--- EXERCISE GOAL ---
Rewrite as a numbered list the lines of the material starting at the line that contains "Can you find the sleeveless" and ending at the last line of the material, both included, and leave out any blank lines.

--- GIVEN INFORMATION ---
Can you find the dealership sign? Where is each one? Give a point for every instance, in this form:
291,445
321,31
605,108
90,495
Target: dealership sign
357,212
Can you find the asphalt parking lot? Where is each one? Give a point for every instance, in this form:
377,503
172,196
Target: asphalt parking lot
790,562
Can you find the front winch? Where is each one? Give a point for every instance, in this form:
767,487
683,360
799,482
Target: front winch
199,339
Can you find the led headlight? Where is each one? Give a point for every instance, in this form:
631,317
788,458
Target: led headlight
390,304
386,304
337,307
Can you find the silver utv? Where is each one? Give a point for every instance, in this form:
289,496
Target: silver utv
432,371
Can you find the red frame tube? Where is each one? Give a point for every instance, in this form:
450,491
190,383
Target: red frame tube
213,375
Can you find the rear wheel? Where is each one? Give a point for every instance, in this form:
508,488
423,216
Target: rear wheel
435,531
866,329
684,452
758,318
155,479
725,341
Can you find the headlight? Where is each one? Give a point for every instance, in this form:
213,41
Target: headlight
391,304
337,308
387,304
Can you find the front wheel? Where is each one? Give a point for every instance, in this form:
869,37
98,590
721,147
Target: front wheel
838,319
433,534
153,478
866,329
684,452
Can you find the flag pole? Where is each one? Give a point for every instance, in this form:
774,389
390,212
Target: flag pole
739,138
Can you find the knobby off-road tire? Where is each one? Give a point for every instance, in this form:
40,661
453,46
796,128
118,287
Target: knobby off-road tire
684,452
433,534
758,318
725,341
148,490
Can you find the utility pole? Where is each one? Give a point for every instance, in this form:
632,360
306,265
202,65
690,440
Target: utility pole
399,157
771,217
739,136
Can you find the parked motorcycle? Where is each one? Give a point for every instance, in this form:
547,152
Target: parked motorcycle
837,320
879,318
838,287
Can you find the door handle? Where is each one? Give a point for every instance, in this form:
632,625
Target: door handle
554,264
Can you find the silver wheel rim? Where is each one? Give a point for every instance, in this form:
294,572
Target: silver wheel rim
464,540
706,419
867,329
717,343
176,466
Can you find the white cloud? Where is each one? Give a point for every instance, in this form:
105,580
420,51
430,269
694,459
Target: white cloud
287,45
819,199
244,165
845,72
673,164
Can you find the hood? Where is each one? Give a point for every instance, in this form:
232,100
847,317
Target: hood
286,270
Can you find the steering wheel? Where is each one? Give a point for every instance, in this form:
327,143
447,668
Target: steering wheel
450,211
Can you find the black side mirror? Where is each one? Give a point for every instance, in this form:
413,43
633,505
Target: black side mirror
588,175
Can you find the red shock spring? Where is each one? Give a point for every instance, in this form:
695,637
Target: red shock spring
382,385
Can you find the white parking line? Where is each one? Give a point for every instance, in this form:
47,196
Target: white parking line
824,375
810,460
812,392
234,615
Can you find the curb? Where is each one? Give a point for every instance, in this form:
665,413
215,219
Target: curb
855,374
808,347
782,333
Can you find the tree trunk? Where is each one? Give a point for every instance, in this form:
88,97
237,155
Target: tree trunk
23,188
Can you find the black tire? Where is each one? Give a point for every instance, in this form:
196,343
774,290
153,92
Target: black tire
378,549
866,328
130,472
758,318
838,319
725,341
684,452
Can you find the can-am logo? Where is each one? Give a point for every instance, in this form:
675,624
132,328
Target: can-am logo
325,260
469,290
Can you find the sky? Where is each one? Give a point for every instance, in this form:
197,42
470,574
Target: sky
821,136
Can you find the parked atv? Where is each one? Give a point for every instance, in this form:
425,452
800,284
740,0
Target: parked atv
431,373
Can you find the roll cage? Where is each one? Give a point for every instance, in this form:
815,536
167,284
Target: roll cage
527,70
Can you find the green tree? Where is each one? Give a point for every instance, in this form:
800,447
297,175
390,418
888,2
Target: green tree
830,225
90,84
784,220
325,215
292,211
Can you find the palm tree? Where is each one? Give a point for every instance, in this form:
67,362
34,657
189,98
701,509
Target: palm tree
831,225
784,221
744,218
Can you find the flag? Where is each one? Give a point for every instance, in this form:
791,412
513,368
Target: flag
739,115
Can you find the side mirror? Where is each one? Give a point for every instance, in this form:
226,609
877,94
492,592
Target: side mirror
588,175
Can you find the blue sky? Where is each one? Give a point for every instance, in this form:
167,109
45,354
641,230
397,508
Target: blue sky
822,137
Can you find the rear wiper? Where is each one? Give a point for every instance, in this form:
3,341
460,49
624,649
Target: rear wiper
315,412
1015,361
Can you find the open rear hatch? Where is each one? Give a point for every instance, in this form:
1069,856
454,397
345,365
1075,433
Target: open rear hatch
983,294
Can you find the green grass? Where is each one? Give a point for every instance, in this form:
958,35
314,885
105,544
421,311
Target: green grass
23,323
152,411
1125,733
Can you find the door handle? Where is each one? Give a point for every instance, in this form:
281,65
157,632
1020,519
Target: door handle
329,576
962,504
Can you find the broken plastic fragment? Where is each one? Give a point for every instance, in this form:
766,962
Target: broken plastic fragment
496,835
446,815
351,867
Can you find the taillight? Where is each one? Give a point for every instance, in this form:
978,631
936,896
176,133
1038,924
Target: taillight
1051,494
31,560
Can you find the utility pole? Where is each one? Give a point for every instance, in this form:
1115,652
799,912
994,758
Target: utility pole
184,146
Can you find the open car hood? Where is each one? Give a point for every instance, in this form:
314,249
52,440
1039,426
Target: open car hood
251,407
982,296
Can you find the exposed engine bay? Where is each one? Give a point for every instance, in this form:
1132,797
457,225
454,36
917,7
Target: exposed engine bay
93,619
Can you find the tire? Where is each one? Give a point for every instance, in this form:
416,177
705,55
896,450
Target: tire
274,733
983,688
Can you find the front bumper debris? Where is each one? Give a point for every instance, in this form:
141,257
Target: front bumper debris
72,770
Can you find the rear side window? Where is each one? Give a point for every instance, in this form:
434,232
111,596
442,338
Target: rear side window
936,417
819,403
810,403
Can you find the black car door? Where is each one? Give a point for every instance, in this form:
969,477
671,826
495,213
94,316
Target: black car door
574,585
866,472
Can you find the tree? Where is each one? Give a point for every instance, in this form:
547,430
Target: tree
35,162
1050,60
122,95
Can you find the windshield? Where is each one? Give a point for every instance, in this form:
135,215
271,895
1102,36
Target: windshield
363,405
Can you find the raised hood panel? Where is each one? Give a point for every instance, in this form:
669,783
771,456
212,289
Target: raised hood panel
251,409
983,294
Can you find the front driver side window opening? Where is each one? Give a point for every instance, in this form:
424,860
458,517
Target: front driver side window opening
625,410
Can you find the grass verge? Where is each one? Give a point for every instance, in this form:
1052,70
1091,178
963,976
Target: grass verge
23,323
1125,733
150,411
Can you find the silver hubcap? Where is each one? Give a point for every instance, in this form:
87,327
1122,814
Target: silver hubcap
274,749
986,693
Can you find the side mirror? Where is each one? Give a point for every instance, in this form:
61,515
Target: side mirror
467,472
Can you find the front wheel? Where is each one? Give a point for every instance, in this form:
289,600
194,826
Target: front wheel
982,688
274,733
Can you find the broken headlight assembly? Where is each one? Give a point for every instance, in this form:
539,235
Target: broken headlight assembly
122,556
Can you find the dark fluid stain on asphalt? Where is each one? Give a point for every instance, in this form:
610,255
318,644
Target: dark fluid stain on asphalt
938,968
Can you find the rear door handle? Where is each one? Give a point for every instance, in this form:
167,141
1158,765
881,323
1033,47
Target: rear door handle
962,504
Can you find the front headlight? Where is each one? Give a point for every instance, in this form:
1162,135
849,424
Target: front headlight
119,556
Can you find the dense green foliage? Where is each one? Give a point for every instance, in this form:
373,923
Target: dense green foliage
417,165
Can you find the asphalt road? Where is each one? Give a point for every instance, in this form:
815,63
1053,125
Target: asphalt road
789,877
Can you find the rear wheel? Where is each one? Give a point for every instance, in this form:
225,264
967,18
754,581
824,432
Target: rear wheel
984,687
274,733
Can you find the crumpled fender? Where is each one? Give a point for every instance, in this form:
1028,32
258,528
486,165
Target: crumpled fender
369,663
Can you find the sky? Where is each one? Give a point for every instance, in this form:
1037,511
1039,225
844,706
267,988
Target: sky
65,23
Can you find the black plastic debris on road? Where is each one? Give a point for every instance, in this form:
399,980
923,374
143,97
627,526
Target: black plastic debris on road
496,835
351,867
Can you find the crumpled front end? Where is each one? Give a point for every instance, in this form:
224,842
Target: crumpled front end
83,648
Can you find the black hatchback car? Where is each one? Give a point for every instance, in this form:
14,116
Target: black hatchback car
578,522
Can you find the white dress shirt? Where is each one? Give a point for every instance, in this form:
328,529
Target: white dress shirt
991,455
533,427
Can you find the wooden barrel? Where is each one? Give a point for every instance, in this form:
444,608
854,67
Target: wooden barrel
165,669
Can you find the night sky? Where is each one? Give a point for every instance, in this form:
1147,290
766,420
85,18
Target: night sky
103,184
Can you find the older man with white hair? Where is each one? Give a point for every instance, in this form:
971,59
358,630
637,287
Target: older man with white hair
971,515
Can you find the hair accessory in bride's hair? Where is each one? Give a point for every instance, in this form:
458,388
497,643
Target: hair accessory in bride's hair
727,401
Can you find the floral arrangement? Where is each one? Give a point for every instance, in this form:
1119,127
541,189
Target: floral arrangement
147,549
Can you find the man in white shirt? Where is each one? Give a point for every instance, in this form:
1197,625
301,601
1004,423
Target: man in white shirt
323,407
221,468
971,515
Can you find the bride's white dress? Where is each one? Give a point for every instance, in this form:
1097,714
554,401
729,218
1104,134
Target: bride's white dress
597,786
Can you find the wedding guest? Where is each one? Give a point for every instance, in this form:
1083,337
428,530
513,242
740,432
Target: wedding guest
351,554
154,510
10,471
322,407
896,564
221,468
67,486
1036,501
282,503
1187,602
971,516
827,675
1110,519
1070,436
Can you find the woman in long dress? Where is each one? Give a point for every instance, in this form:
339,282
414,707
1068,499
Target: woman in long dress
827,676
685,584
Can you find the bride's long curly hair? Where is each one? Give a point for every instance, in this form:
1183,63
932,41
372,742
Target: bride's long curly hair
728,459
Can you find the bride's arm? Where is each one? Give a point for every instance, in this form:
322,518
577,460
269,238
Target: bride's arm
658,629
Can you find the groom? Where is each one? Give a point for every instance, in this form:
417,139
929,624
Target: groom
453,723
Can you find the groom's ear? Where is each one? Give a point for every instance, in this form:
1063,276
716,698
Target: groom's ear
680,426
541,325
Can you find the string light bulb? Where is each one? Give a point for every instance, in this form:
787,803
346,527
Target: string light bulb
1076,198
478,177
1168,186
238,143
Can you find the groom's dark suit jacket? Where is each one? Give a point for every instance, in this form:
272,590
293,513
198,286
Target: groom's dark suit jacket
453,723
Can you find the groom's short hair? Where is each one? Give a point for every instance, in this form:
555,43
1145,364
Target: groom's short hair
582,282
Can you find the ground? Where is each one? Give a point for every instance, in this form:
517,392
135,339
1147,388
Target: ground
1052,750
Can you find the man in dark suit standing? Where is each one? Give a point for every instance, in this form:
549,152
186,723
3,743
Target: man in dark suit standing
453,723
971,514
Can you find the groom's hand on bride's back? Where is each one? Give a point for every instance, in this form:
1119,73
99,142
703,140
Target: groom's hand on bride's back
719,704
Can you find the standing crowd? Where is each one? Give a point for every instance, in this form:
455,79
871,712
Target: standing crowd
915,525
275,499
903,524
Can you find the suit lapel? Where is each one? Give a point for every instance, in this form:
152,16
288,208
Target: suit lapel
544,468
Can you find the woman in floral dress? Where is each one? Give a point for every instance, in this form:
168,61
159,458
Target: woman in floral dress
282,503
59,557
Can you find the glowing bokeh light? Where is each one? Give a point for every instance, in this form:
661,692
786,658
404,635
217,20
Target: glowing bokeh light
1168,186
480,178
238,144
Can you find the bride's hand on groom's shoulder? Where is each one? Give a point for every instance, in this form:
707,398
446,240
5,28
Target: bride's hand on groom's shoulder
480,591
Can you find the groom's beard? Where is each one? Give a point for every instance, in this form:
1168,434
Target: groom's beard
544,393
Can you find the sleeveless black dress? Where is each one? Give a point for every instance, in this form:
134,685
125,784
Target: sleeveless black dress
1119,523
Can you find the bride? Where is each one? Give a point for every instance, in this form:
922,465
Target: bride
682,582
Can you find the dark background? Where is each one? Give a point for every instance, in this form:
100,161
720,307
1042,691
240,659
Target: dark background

--- TASK OUTPUT ---
1. Can you find the sleeveless black dress? Where is each one? Give a point for every instance, in this form:
2. 134,685
3. 125,784
4. Target: sleeveless black dress
5. 1119,523
6. Can you find the bride? Where is each one? Give a point for every instance, in this form:
7. 922,465
8. Target: bride
9. 682,582
10. Can you find the dark background? Where is each one? Give a point for every instance, in this form:
11. 100,161
12. 720,307
13. 1042,691
14. 240,659
15. Target: dark background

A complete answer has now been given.